## WRITTEN EXERCISE
Rewrite all of the lines below, requests included, rescaling every point coordinate in the answers by multiplying it by 0.3 and rounding to a whole number, with halves rounded up. Keep the numbers in the requests and their sample responses unchanged, and leave the pictures out.

## GIVEN RECORDS
______
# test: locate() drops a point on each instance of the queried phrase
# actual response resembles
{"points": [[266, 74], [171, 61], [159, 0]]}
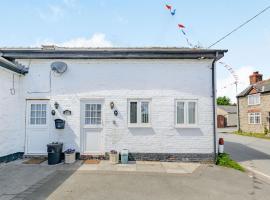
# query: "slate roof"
{"points": [[228, 109], [261, 87]]}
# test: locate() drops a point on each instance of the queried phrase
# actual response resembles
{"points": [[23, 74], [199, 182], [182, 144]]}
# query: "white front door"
{"points": [[37, 126], [91, 122]]}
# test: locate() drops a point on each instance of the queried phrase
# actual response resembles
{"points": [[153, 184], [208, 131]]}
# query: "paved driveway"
{"points": [[253, 153], [18, 181]]}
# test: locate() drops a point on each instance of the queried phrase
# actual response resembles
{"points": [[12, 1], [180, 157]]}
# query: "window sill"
______
## TASK OUTPUT
# test: locate() drops a point on each instance of the queried phrase
# actual response resembles
{"points": [[266, 74], [171, 61], [159, 0]]}
# query: "slate roof"
{"points": [[68, 33], [78, 26]]}
# test: locate() drops a point on each instance of the queried phrase
# actual response resembles
{"points": [[23, 74], [199, 182], [182, 144]]}
# query: "white front door"
{"points": [[11, 38], [27, 37]]}
# test: locate() drops a point on each instance of the queried phrase
# actual response resembles
{"points": [[153, 184], [208, 131]]}
# query: "paved driveway"
{"points": [[76, 46], [5, 54]]}
# test: locate() drops a point on each instance of the queried phrase
# actual response resembles
{"points": [[12, 1], [180, 157]]}
# query: "window sill"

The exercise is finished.